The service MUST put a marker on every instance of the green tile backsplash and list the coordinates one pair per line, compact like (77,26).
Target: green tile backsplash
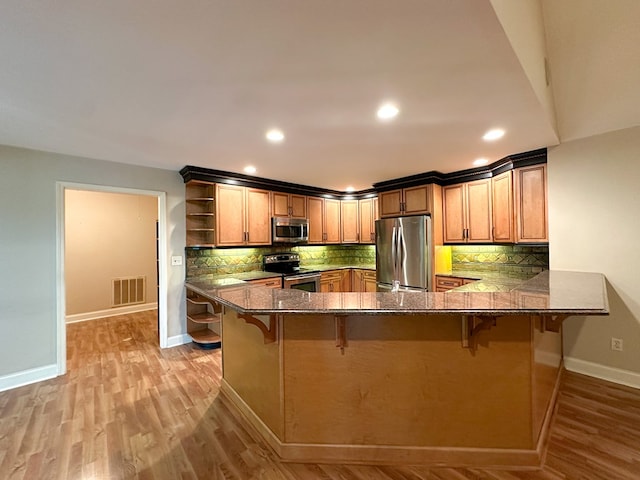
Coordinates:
(220,261)
(509,259)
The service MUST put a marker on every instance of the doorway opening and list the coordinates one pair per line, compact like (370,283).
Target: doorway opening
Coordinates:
(89,279)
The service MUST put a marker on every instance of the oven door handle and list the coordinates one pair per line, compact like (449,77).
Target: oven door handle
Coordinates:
(302,276)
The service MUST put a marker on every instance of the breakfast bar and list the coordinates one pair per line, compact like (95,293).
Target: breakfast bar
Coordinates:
---
• **Exercise description**:
Turn the records above into a numbered list, one line per item, with blank lines dropped and the pictures left out.

• **Result for this task**:
1. The service MUST put a marker on every instance of the green tile backsplash and list the coordinates one pair per line, compact like (77,26).
2. Target: green tile backsplash
3. Coordinates:
4. (220,261)
5. (509,259)
6. The service MUST put a marker on every instance of the doorway opening and list the coordinates one pair per line, compact like (370,283).
7. Target: doorway opening
8. Coordinates:
9. (89,279)
10. The service MUST put a marker on every instance of the oven door handle and list the coordinates one pair per line, compact like (449,77).
11. Target: oven door handle
12. Coordinates:
13. (302,276)
14. The service MUST put a marker on every instance of the breakfast bar and list the coordinates one pair per line, compact like (95,293).
15. Target: breakfast bar
16. Coordinates:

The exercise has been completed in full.